= Instruction =
Reproduce the data below in full, changing every "bounding box" to "enclosing rectangle" and leaving everything else untouched.

= Material =
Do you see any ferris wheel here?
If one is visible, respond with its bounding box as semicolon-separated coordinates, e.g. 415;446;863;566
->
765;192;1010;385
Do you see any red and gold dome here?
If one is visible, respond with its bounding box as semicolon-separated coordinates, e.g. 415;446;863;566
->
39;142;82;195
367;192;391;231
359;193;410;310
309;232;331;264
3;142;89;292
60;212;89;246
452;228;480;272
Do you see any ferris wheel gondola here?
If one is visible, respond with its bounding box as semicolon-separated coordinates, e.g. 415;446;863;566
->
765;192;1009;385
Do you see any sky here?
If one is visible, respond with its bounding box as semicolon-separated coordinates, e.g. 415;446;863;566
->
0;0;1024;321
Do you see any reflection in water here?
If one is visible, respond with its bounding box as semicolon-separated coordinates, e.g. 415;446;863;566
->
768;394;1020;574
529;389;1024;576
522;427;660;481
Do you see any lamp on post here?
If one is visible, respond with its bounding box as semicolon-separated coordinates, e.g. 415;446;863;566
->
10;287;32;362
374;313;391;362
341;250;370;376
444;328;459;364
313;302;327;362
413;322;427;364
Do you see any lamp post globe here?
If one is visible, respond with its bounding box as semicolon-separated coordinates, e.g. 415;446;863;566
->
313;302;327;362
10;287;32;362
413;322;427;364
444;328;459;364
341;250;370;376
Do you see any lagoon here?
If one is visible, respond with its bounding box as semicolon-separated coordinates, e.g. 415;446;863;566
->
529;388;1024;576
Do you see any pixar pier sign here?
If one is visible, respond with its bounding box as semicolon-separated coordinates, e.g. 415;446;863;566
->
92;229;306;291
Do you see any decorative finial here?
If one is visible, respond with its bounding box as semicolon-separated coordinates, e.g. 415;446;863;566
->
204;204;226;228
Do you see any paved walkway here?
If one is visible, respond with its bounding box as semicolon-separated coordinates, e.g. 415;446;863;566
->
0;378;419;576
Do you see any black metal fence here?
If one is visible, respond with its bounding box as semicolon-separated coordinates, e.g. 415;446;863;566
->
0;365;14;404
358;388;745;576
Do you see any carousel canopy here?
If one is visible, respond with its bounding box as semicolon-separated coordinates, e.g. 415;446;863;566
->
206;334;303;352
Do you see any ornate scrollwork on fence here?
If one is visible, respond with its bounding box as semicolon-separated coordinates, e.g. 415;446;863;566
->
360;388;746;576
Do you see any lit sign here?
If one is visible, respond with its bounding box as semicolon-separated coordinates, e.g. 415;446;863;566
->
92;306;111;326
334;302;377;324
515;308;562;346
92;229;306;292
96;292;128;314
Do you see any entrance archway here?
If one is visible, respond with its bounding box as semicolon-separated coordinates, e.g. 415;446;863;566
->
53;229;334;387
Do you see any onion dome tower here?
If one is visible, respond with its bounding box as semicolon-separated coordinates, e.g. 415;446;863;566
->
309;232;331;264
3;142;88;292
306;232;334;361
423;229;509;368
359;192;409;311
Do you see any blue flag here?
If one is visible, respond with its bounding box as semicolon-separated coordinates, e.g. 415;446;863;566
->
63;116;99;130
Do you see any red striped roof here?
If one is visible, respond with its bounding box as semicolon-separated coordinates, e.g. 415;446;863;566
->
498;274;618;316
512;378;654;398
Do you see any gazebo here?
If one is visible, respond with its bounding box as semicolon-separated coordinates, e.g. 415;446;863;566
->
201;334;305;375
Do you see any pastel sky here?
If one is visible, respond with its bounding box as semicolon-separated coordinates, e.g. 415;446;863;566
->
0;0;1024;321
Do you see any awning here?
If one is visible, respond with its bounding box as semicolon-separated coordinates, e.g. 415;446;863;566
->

= Written response =
Do you see any ferris wheel here?
If one is visible, respond with its enclosing rectangle as semicolon-separated coordinates, e.g. 415;446;863;566
->
765;192;1010;385
Do you see any red and gold dome here?
If one is visible, respond with its enclosing rectangle as semicolon-separated coordinates, e.g. 415;446;863;566
->
39;142;82;195
367;192;391;231
359;193;410;310
309;232;331;264
3;142;89;292
60;212;89;246
452;228;480;272
Do you see any ferris wheel gondola here?
If one is visible, respond with its enclosing rectangle as semicolon-separated coordinates, e.g. 415;446;863;566
->
765;192;1009;385
Do you see any sky here?
If one is visible, respond with its enclosing rectangle as semicolon-separated coordinates, e.g. 415;446;863;566
->
0;0;1024;321
Do you see any reflection in water here?
If one is visible, respond with its enclosing rectangle as semicolon-separated coordinates, e.g. 415;446;863;566
->
768;394;1020;574
529;389;1024;576
522;427;660;481
Do you see any lamp on post here?
If one is visible, respond with its enclosing rectangle as semicolon-separated coordinates, e.g. 415;446;863;566
->
10;287;32;362
374;313;391;362
341;250;370;376
444;328;459;364
313;302;327;362
413;322;427;364
Do you see any lamp post globe here?
If one is visible, respond with its enclosing rectangle as semicolon-separated coordinates, e.g. 415;446;863;566
->
313;302;327;362
10;287;32;362
413;322;427;364
444;328;459;364
341;250;370;376
Do you see any lagoon here?
If one is visible, respond with its enclosing rectangle as semicolon-separated coordinates, e.g. 415;446;863;566
->
529;388;1024;576
Do you see any pixar pier sign here?
If one is visible, respond with its enclosing rectangle as semicolon-separated coordinates, e.g. 415;446;863;566
->
92;229;306;291
Do you see any decorative finial here?
If one is visible, respond with its enclosing rectangle as semicolon-separated coordinates, e.g. 415;446;863;566
->
204;204;226;228
Do you see any paved walkway here?
If one is visible, respond with its enclosing rectangle as semicolon-separated coordinates, e.g. 415;446;863;566
->
0;378;419;576
Do you see any black metal fence here?
If one is visible, respond with its enclosing rectangle as semicolon-separated coordinates, e.g. 415;446;863;566
->
0;365;14;404
358;388;745;576
Do you see any carousel canopy here?
If one is visible, respond with its enclosing rectangle as semicolon-separated coordinates, e.g. 415;446;863;566
->
206;334;303;352
Do you see any ornate scrollwork on fence here?
If one is visible, respond with its enclosing rectangle as semicolon-separated coordinates, e.g. 415;446;863;566
->
360;388;746;576
Do you see any lit sign here?
If one is visible, respond with its enclosing rectangle as semicolon-separated coordinates, e.g. 415;446;863;566
->
92;306;111;326
334;302;377;324
515;308;562;346
92;229;306;292
96;292;128;314
Do you see any entrance archway here?
If one is visible, respond with its enclosing rectangle as semicolon-separated coordinates, e.g. 415;446;863;566
->
53;229;334;387
Do you see any onion dome tower here?
If one is visible, respond with its enclosing rectangle as semicolon-separated coordinates, e.g. 415;446;863;566
->
309;232;331;264
3;142;88;292
306;232;334;361
423;229;509;368
359;192;409;311
Do you see any blue flag here?
If one is visible, respond with its enclosing rectangle as semicolon-separated coordinates, e.g. 415;446;863;566
->
63;116;99;130
Do you see any red striped roof here?
If one is visible, respond with its enclosing rectangle as semicolon-separated coordinates, e.g. 415;446;863;566
->
498;274;618;316
512;378;654;398
Do you see any gazebo here?
If one is visible, respond with its enclosing rectangle as semicolon-separated coordinates, e.g. 415;446;863;566
->
201;334;305;375
Do you see any pastel sky here?
If one is visible, respond with its enclosing rectangle as semicolon-separated coordinates, e.g. 415;446;863;566
->
0;0;1024;321
Do you see any awning here?
If one is visible, respond with its enclosing rectangle as semicolon-separated coordinates, e.g. 415;446;863;566
->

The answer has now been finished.